### Okuma metni

- Kategori
- Siyaset
Bulut dağlara, yağmur bağlara, cehalet ise çağlara gölge düşürür
Güzel olan zaten güzeldir; benim adım "çirkinbozan", çirkinliği yazan yazar. Dünyada zulüm varsa, haksızlık varsa, çirkinlik, kötülük varsa -ki vardır; o zaman, kalemimi, "güzel-iyi-doğru" olan için değil; "güzeli-iyiyi-doğruyu" aramak için kullanırım. Çünkü bilirim ki; bulut dağlara, karga bağlara, cahil ise çağlara gölge düşürür.
“Gafleti Uzun ve Derin Olanın Devleti Yok Olur” demiş, Erzurumlu Yeşil İmamzade Mehmet Salih muallim. Gaflet-İhanet ve Delalet'in çizgisi artık o kadar ince değil!
Sözlerine "Sayın Öcalan" diye başlayan;
"Kürdistan’dan gelen haberler bizi mutlu ediyor” diyerek Kürdistan'ı resmen tanıyan,
Devletin MİT müsteşarını Oslo'daki PKK ile kurulan pazarlık masasına göndererek "Ülke ve bölge insanının %95'nin de aynı Öcalan gibi düşündüğünü" söyleten,
Habur'dan gelen PKK'lı teröristleri kahraman gibi karşılatan ve o karşılamaya “Habur Sınır Kapısı’nda yaşanan manzara karşısında umutlanmamak mümkün mü? Bu bir umuttur. Türkiye’de iyi güzel şeyler umut verici gelişmeler oluyor. Bunu son derece olumlu ve sevindirici bir gelişme olarak gördüğümü ifade etmek istiyorum.” şeklinde övgüler yaratan,
Recep Tayyip Erdoğan'ın ve Abdullah Gül ikilisinin "Yeni Türkiye'si" işte bu!...
Bu manzaralardan rahatsız olmayan Türk var mı?
Recep Tayyip Erdoğan'ın hiç "Türk milleti" dediğini duyan var mı? Onun yerine neden hep "Türk Halkı" der acaba?
Hocası merhum Erbakan gibi " Sen Türk'üm dersen birileri de çıkar ben de "kürdüm" diyerek başlayan "millet" kavramının sulandırılması, nihayet meyvesini vermiş, yanlış kullanılan kavramlar yüzünden, tüm içinde barındırdığı "vatandaşlık bağı"nı kapsayan Türkiye Cumhuriyeti, "Türkiyeliler" olarak bölünme riskine sokulmuştur;
Yeni Türkiye Cumhuriyeti'nin kuruluş manifestosu olan "Lozan Antlaşması" yerine Osmanlılara dayatılan "Sevr Antlaşması", o gün gerçekleştirilemedi, ama AKP'nin %50 oyunu alanlar tarafından gerçekleştirilmek üzeredir!..
Doğrusu, bugün gelinen noktada AKP seçmenlerinin hangi milletten olduğu da artık anlaşılmaktadır!

### Kaynak veriler
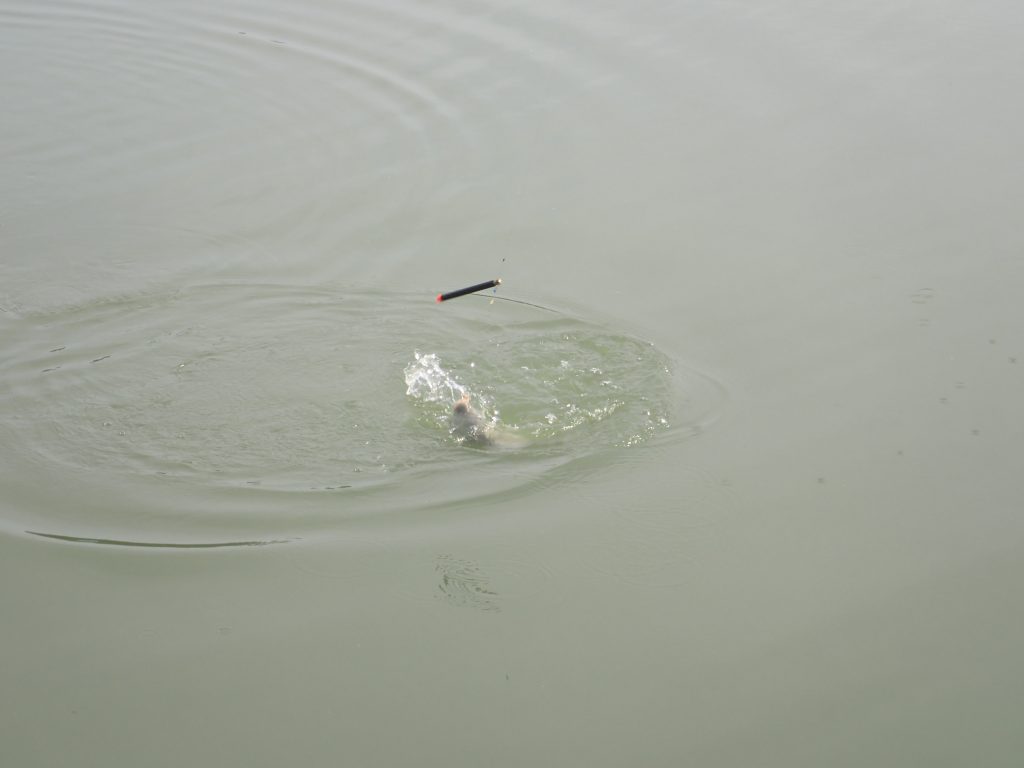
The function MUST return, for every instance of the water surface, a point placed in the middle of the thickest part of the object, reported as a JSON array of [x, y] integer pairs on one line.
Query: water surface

### Görev A
Okuma metnine göre "Gafleti Uzun ve Derin Olanın Devleti Yok Olur" sözü kime ait?
### Görev B
Okuma metninde "Bu manzaralardan rahatsız" ile başlayıp "tarafından gerçekleştirilmek üzeredir!.." ile biten kısmı olduğu gibi yazın.

### Doğru cevap A
Erzurumlu Yeşil İmamzade Mehmet Salih muallime ait.

### Doğru cevap B
Bu manzaralardan rahatsız olmayan Türk var mı?
Recep Tayyip Erdoğan'ın hiç "Türk milleti" dediğini duyan var mı? Onun yerine neden hep "Türk Halkı" der acaba?
Hocası merhum Erbakan gibi " Sen Türk'üm dersen birileri de çıkar ben de "kürdüm" diyerek başlayan "millet" kavramının sulandırılması, nihayet meyvesini vermiş, yanlış kullanılan kavramlar yüzünden, tüm içinde barındırdığı "vatandaşlık bağı"nı kapsayan Türkiye Cumhuriyeti, "Türkiyeliler" olarak bölünme riskine sokulmuştur;
Yeni Türkiye Cumhuriyeti'nin kuruluş manifestosu olan "Lozan Antlaşması" yerine Osmanlılara dayatılan "Sevr Antlaşması", o gün gerçekleştirilemedi, ama AKP'nin %50 oyunu alanlar tarafından gerçekleştirilmek üzeredir!..